Pointing and labeling entries:
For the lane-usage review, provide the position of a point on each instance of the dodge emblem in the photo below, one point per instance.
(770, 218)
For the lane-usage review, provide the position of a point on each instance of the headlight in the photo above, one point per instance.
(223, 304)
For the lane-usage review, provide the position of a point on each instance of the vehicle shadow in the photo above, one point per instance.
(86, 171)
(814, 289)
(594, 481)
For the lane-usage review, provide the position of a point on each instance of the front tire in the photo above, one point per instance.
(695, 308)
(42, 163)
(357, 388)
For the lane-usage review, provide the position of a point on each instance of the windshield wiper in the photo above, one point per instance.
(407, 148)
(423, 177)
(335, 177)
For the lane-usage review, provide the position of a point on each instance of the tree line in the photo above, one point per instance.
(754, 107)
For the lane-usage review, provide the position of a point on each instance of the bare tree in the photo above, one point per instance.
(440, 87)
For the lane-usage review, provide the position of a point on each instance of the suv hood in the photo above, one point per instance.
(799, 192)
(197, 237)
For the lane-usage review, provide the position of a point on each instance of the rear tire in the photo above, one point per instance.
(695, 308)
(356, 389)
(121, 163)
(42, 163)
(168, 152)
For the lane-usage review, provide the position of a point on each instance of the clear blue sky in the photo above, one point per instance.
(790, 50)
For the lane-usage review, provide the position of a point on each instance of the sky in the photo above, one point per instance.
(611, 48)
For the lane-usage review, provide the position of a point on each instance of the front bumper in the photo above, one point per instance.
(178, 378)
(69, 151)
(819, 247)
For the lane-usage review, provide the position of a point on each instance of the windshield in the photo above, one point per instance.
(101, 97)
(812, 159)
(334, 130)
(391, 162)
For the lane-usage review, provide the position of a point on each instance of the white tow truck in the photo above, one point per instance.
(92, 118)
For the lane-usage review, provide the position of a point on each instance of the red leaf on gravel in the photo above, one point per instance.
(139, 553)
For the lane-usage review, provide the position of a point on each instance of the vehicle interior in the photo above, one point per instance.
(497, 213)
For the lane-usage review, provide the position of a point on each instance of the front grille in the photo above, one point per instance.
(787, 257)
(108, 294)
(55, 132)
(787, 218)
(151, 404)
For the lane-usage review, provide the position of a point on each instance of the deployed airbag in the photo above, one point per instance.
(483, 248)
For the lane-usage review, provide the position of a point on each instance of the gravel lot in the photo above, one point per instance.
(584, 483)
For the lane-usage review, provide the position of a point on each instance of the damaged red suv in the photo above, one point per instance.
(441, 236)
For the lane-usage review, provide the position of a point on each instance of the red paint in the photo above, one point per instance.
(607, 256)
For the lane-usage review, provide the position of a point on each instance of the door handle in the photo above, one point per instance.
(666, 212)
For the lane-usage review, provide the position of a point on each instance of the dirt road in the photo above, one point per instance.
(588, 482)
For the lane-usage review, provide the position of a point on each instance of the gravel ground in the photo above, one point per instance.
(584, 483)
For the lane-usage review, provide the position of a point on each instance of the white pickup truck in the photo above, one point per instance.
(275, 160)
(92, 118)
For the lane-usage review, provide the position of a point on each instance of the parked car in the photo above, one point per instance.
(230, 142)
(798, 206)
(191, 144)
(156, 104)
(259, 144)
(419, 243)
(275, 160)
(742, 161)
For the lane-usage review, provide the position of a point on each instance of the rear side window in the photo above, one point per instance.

• [What is required] Retype the lines word for word, starting at the line that contains "of the parked" and ending with the final line, both included.

• [Response]
For the lane-usage review, provide the position of a point on each instance of the parked car in the photo above, one point per instance.
(230, 142)
(798, 206)
(191, 144)
(156, 104)
(259, 144)
(419, 243)
(275, 160)
(742, 161)
For the lane-usage review, provide the position of a point on each instance of the rear side window in the photo above, one point per instance.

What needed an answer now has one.